Convert the lines below into a JSON list of strings with one string per line, leaving out the blank lines.
****************
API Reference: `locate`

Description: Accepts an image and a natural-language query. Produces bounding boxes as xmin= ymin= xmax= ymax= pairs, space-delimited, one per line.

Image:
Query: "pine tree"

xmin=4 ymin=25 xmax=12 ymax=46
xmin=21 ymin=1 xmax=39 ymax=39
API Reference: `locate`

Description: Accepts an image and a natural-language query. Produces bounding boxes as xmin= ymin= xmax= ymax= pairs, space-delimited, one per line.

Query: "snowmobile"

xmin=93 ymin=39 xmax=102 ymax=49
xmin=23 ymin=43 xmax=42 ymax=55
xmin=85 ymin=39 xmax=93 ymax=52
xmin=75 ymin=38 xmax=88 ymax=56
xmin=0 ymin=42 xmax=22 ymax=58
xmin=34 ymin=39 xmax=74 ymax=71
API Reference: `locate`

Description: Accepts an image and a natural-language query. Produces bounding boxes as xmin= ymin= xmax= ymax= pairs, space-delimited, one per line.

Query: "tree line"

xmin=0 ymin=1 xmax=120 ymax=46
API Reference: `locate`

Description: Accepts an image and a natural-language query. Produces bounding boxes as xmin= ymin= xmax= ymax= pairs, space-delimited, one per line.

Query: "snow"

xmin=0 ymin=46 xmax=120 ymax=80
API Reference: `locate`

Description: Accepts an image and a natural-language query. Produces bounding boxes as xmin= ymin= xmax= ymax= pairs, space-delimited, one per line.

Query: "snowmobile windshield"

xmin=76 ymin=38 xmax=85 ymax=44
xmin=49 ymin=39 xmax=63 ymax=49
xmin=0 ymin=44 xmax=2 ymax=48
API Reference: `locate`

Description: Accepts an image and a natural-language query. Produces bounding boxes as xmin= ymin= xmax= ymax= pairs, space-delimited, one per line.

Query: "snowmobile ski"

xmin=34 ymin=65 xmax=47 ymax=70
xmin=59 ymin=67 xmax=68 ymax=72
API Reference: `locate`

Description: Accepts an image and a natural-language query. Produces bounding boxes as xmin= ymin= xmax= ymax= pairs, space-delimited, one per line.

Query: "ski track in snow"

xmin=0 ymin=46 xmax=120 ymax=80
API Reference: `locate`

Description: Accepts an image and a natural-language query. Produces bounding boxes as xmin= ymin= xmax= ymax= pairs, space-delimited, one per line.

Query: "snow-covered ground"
****************
Full output:
[
  "API Reference: `locate`",
  "Description: Accepts an image and a natural-language query. Produces bounding boxes as xmin= ymin= xmax= ymax= pairs, space-delimited, one per line.",
  "Image:",
  "Query: \"pine tree\"",
  "xmin=4 ymin=25 xmax=12 ymax=46",
  "xmin=21 ymin=1 xmax=39 ymax=39",
  "API Reference: `locate`",
  "Description: Accepts an image and a natural-language query. Produces bounding boxes as xmin= ymin= xmax= ymax= pairs, space-delimited, one per line.",
  "Query: \"snowmobile\"",
  "xmin=93 ymin=39 xmax=102 ymax=49",
  "xmin=23 ymin=43 xmax=42 ymax=55",
  "xmin=85 ymin=39 xmax=93 ymax=52",
  "xmin=75 ymin=38 xmax=88 ymax=56",
  "xmin=0 ymin=42 xmax=22 ymax=58",
  "xmin=34 ymin=39 xmax=74 ymax=71",
  "API Reference: `locate`",
  "Description: Accepts an image and a natural-language query. Produces bounding boxes as xmin= ymin= xmax= ymax= pairs, space-delimited, one per line.",
  "Query: \"tree line\"",
  "xmin=0 ymin=1 xmax=120 ymax=46",
  "API Reference: `locate`",
  "Description: Accepts an image and a natural-language query. Produces bounding boxes as xmin= ymin= xmax= ymax= pairs, space-delimited, one per line.",
  "Query: \"snow\"",
  "xmin=0 ymin=46 xmax=120 ymax=80",
  "API Reference: `locate`",
  "Description: Accepts an image and a natural-language query. Produces bounding boxes as xmin= ymin= xmax= ymax= pairs, space-delimited, one per line.",
  "Query: \"snowmobile windshield\"",
  "xmin=76 ymin=38 xmax=85 ymax=44",
  "xmin=49 ymin=39 xmax=63 ymax=49",
  "xmin=0 ymin=44 xmax=2 ymax=48",
  "API Reference: `locate`",
  "Description: Accepts an image and a natural-language query. Produces bounding boxes as xmin= ymin= xmax= ymax= pairs, space-delimited, one per line.",
  "Query: \"snowmobile ski\"",
  "xmin=34 ymin=65 xmax=47 ymax=70",
  "xmin=59 ymin=67 xmax=68 ymax=72",
  "API Reference: `locate`",
  "Description: Accepts an image and a natural-language query. Produces bounding boxes as xmin= ymin= xmax= ymax= pairs, space-delimited, one per line.",
  "Query: \"ski track in snow\"",
  "xmin=0 ymin=46 xmax=120 ymax=80",
  "API Reference: `locate`",
  "Description: Accepts an image and a natural-language query. Produces bounding boxes as xmin= ymin= xmax= ymax= pairs, space-delimited, one per line.",
  "Query: \"snow-covered ground\""
]